The task —
Reproduce the data from its first line through the line containing "[232,105,257,152]", both included, as a numbered list, leaving out any blank lines.

Exercise materials —
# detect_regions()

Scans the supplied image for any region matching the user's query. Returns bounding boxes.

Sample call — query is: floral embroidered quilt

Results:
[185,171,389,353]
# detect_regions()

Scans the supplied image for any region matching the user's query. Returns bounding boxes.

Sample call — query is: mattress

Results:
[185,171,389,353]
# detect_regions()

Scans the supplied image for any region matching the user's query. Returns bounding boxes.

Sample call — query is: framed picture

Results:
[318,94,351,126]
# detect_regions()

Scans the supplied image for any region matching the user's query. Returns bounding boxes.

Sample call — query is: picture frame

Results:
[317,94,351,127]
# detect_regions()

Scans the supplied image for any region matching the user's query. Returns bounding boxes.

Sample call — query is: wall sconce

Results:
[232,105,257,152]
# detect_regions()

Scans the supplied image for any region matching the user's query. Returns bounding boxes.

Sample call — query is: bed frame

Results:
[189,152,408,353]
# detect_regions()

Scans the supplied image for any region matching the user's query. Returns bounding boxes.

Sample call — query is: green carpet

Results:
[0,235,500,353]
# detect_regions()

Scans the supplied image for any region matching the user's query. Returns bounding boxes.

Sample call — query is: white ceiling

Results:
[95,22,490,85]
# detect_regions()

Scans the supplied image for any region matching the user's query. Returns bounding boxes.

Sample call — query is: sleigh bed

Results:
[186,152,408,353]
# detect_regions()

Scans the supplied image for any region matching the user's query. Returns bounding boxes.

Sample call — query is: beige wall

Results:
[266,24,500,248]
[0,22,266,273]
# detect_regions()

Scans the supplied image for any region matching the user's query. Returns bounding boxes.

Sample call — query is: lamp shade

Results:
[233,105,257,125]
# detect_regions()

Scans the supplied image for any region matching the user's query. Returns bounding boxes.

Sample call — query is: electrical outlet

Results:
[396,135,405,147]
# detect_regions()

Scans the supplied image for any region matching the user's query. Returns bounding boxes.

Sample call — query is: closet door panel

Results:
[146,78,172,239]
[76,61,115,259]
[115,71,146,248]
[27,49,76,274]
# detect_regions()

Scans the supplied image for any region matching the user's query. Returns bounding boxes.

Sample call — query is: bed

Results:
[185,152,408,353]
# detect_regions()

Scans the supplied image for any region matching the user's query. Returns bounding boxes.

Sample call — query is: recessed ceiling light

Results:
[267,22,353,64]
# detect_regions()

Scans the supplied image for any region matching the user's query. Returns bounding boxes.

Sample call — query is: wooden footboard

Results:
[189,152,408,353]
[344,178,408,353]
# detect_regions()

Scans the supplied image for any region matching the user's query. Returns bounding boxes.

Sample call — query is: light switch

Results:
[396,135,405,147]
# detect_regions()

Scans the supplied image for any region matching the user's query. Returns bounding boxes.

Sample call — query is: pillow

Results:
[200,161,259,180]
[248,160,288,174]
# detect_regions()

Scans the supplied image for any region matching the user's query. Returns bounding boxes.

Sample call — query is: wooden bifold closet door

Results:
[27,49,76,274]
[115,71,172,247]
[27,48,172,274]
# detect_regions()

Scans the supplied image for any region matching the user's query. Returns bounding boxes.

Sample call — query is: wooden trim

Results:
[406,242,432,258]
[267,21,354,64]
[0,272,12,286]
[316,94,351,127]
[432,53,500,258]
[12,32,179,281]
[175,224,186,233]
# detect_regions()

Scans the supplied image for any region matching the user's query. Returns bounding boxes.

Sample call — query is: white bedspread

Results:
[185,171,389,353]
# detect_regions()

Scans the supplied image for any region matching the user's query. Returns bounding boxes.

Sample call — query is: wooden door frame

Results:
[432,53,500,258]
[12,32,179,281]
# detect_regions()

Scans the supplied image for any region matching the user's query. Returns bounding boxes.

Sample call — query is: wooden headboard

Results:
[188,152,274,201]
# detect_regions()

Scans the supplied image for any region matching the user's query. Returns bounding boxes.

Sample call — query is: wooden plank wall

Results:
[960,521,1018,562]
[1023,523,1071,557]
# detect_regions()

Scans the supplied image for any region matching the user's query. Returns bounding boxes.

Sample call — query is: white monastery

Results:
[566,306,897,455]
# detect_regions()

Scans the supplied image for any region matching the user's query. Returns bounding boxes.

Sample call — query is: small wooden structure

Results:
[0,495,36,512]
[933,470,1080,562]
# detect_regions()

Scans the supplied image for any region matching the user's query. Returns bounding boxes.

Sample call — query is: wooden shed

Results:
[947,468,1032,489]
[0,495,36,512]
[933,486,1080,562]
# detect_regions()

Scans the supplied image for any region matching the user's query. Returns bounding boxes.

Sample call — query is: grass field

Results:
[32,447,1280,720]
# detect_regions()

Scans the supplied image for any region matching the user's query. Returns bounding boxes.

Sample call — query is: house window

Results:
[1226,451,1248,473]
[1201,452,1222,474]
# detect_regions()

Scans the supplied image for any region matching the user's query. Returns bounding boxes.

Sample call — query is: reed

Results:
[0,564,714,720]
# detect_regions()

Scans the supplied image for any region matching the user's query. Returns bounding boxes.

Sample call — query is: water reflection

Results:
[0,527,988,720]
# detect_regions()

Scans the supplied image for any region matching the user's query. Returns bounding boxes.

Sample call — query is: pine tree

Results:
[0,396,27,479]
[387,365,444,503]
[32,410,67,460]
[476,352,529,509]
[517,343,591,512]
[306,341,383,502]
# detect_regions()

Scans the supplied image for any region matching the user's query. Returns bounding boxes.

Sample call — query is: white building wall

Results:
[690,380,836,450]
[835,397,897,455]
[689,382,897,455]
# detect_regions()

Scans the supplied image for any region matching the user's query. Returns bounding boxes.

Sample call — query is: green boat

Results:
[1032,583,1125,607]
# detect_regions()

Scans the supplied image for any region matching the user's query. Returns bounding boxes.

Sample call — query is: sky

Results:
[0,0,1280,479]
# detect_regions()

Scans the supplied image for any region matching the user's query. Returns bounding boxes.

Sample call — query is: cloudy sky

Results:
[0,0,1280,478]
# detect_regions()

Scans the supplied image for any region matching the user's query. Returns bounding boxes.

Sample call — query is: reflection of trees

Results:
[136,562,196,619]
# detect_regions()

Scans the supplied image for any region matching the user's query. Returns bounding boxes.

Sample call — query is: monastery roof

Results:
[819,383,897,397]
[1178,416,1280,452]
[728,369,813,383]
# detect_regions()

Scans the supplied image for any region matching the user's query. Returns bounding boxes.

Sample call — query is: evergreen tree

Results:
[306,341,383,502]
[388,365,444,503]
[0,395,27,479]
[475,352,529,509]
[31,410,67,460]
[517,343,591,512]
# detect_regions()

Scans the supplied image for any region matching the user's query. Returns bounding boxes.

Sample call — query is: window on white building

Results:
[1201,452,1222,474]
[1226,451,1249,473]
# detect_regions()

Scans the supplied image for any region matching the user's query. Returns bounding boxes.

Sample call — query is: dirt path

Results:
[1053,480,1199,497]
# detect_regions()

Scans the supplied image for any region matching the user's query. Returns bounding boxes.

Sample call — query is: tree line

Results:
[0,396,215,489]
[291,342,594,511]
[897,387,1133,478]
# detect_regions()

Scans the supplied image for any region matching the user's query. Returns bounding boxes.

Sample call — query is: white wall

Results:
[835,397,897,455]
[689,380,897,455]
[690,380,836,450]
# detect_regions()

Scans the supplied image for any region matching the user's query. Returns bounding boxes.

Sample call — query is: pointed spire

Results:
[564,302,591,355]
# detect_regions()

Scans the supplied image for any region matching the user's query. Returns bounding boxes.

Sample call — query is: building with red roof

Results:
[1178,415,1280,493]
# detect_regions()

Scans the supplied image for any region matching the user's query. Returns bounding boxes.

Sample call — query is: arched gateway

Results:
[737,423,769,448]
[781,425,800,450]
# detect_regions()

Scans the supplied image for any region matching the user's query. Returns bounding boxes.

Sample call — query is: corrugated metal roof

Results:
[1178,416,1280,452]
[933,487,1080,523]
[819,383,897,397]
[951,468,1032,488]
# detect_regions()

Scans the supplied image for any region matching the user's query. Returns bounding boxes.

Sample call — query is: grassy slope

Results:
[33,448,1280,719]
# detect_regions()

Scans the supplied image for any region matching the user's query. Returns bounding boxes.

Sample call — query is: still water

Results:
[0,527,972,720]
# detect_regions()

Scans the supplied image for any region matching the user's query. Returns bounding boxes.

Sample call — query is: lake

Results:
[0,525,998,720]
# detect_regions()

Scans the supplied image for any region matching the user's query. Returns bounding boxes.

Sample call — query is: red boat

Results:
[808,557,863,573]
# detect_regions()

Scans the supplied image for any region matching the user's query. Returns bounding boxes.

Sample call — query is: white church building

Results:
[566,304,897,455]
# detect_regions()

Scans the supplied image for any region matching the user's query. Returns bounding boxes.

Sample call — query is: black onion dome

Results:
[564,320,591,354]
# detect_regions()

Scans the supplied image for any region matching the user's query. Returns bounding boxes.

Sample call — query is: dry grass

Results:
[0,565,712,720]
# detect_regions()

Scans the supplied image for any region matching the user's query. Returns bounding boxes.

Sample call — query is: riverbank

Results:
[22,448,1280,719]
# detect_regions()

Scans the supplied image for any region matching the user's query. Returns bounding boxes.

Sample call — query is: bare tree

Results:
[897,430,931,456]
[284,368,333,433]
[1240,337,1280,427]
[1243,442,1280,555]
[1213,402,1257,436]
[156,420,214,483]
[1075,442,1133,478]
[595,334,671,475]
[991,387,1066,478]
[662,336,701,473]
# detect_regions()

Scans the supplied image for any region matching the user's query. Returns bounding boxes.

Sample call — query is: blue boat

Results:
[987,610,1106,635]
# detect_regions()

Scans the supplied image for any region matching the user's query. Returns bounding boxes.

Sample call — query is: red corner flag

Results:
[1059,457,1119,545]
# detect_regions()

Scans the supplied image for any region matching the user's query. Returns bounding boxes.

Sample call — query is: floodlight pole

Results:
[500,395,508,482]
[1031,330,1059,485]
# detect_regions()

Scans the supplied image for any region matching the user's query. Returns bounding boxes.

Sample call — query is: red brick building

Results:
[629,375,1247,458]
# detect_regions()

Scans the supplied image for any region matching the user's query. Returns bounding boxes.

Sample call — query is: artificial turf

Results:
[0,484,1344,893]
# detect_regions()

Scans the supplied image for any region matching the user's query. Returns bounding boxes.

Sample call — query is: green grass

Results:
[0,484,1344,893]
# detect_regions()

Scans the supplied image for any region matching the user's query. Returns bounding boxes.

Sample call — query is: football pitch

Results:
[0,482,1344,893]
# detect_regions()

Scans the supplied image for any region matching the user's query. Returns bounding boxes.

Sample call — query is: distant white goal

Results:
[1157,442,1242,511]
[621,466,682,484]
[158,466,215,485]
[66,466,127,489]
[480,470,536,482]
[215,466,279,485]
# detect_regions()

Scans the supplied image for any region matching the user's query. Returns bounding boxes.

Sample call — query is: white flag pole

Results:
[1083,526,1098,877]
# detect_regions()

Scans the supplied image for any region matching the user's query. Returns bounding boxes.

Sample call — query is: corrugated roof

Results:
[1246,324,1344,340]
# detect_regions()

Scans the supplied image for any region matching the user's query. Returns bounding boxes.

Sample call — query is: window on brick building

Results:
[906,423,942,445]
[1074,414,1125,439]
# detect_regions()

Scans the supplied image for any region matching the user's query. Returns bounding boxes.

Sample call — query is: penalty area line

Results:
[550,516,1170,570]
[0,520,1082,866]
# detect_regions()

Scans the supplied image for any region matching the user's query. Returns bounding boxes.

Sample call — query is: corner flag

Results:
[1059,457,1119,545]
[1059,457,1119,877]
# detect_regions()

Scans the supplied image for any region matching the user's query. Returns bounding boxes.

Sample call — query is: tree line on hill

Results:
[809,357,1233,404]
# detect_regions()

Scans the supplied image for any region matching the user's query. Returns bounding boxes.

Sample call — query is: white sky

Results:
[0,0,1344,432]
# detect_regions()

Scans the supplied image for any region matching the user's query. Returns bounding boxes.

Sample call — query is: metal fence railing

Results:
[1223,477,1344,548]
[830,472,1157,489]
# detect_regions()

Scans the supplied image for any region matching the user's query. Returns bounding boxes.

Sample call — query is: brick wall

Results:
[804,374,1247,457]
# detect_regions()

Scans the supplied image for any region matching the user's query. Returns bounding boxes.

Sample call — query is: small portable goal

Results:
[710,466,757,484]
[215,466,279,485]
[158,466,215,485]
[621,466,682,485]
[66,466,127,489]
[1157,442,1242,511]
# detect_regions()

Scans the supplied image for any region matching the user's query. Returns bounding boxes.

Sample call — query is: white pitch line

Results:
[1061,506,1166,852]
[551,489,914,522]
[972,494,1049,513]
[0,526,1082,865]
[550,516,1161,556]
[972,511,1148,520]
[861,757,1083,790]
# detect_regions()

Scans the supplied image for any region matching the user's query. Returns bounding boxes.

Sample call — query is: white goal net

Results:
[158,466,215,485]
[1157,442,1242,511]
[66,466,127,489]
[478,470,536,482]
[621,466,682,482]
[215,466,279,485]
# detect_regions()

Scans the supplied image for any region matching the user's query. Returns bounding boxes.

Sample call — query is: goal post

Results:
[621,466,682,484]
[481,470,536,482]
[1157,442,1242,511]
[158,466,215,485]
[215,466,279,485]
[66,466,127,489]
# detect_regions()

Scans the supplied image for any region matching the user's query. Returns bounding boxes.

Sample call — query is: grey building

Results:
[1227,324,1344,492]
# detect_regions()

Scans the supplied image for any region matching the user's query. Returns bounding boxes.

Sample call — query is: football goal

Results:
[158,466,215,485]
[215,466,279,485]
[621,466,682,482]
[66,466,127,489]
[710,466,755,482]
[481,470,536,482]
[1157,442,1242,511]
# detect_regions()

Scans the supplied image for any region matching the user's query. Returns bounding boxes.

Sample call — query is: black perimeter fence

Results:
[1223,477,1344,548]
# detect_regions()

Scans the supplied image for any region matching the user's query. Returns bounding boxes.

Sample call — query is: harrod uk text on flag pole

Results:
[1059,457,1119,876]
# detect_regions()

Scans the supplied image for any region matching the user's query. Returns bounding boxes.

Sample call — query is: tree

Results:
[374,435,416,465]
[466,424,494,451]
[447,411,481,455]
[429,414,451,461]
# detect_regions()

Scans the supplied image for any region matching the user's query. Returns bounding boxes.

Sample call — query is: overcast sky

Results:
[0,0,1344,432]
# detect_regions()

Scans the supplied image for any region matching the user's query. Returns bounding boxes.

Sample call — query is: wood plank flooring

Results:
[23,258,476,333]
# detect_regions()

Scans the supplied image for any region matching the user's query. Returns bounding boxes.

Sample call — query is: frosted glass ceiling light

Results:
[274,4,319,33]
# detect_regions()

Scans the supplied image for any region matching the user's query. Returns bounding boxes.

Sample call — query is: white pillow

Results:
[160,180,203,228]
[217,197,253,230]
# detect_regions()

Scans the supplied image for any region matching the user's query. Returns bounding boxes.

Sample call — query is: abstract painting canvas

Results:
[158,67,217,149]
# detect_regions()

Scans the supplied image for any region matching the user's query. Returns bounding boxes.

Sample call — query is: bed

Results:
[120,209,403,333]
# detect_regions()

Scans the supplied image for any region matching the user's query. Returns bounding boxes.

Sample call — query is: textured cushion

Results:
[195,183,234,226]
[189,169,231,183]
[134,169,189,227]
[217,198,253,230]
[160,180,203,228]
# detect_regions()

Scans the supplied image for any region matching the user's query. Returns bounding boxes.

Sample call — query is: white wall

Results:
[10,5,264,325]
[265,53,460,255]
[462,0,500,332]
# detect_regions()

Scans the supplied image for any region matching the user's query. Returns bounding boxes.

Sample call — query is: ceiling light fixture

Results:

Task output —
1. # detect_regions()
2. Scans the supplied image for any region matching the user's query. Returns bounding boxes.
3. Sample call — query is: floral embroidered quilt
4. Results:
5. [185,171,389,353]
6. # detect_regions()
7. Scans the supplied image for any region matching the user's query. Returns bounding boxes.
8. Sample call — query is: mattress
9. Results:
10. [185,171,389,353]
11. # detect_regions()
12. Scans the supplied image for any region matching the user's query. Returns bounding boxes.
13. Sample call — query is: framed picture
14. Results:
15. [318,94,351,126]
16. # detect_regions()
17. Scans the supplied image for any region matching the user's query. Returns bounding boxes.
18. Sample call — query is: picture frame
19. Results:
20. [317,94,351,127]
21. # detect_regions()
22. Scans the supplied image for any region matching the user's query. Returns bounding boxes.
23. Sample call — query is: wall sconce
24. Results:
25. [232,105,257,152]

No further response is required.